__KUTIPAN HALAMAN__.
Semangkuk Bubur Ayam Bandung Menuju Stasiun Demang

<—-Kisah Sebelumnya

Kamar seharga Rp. 105.000/malam.

Dengan dihantarkan ojek online akhirnya aku tiba juga di RedDoorz near Griya Agung 2. Di penginapan itulah aku akan menginap selama 3 hari 2 malam selama berada di Palembang. Aku tiba menjelang kumandang adzan Maghrib.

Malam itu aku tak mencari sesuatu yang spesial, melainkan hanya menikmati seporsi Pecel Lele dari sebuah tenda makan yang berada tepat di seberang hotel tempatku menginap.

Selebihnya aku mengistirahatkan badan lebih awal demi membalas kurangnya waktu tidur di malam sehari sebelumnya.

—-****—-

Pukul setengah delapan pagi….

Aku betul-betul sudah siap melakukan eksplorasi hari keduaku di Palembang. Aku sudah berecana untuk mengunjungi markas besar Laskar Wong Kito yang pernah menjadi kampiun Liga Indonesia pada awal tahun 2000-an.

Karena lokasi Gelora Sriwijaya yang terletak berdekatan dengan Stasiun LRT Jakabaring maka aku memutuskan untuk menujunya dengan memanfaatkan jasa LRT Sumatera Selatan. Setelah kuperhatikan rutenya, stasiun LRT terdekat dari tempatku menginap adalah Stasiun Demang. Oleh karenanya aku akan memulai perjalanan pagi itu dari stasiun tersebut.

Untuk menghemat ongkos, maka aku memutuskan untuk berjalan kaki saja demi menggapai Stasiun Demang. Itu berarti aku haru menapaki jalur pejalan kaki sejauh hampir satu setengah kilometer.

Sembari mencari menu sarapan yang tepat”, aku menguatkan niat.

Perjalanan pun dimulai dari Jalan Sei Hitam.

Kamu tahu kan makna kata “Sei”?

Yups….”Sei” dalam Bahasa Melayu bermakna “Sungai”. Hal ini memberikan arti bahwa penginapan dimana aku tinggal sangat dekat dengan bantaran Sungai Hitam, walaupun aku tak pernah menjumpainya….Atau mungkin itu hanya persepsiku sendiri.

Sejauh menelusuri Jalan Sei Hitam, aku tak menemukan satupun kedai makanan yang bisa kusinggahi demi mendapatkan seporsi menu sarapan.

Data pelabelan lokasi:
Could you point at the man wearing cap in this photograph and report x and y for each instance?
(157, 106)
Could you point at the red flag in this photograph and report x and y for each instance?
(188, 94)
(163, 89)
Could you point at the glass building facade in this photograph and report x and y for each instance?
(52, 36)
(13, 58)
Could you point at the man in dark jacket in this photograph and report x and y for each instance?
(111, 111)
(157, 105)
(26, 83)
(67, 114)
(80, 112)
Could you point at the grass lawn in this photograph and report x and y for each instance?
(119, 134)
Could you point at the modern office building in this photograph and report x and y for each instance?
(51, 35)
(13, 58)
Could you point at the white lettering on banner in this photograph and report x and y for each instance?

__PETUNJUK TUGAS A__. Tampilkan semuanya dari "Aku betul-betul sudah" sampai "aku menguatkan niat." dalam cerita perjalanan ke Palembang, persis sama dengan teksnya.
__PETUNJUK TUGAS B__. Menurut cerita perjalanan ke Palembang, stasiun LRT mana yang paling dekat dari penginapan penulis?

__HASIL TUGAS A__.
Aku betul-betul sudah siap melakukan eksplorasi hari keduaku di Palembang. Aku sudah berecana untuk mengunjungi markas besar Laskar Wong Kito yang pernah menjadi kampiun Liga Indonesia pada awal tahun 2000-an.

Karena lokasi Gelora Sriwijaya yang terletak berdekatan dengan Stasiun LRT Jakabaring maka aku memutuskan untuk menujunya dengan memanfaatkan jasa LRT Sumatera Selatan. Setelah kuperhatikan rutenya, stasiun LRT terdekat dari tempatku menginap adalah Stasiun Demang. Oleh karenanya aku akan memulai perjalanan pagi itu dari stasiun tersebut.

Untuk menghemat ongkos, maka aku memutuskan untuk berjalan kaki saja demi menggapai Stasiun Demang. Itu berarti aku haru menapaki jalur pejalan kaki sejauh hampir satu setengah kilometer.

Sembari mencari menu sarapan yang tepat”, aku menguatkan niat.

__HASIL TUGAS B__. Stasiun Demang.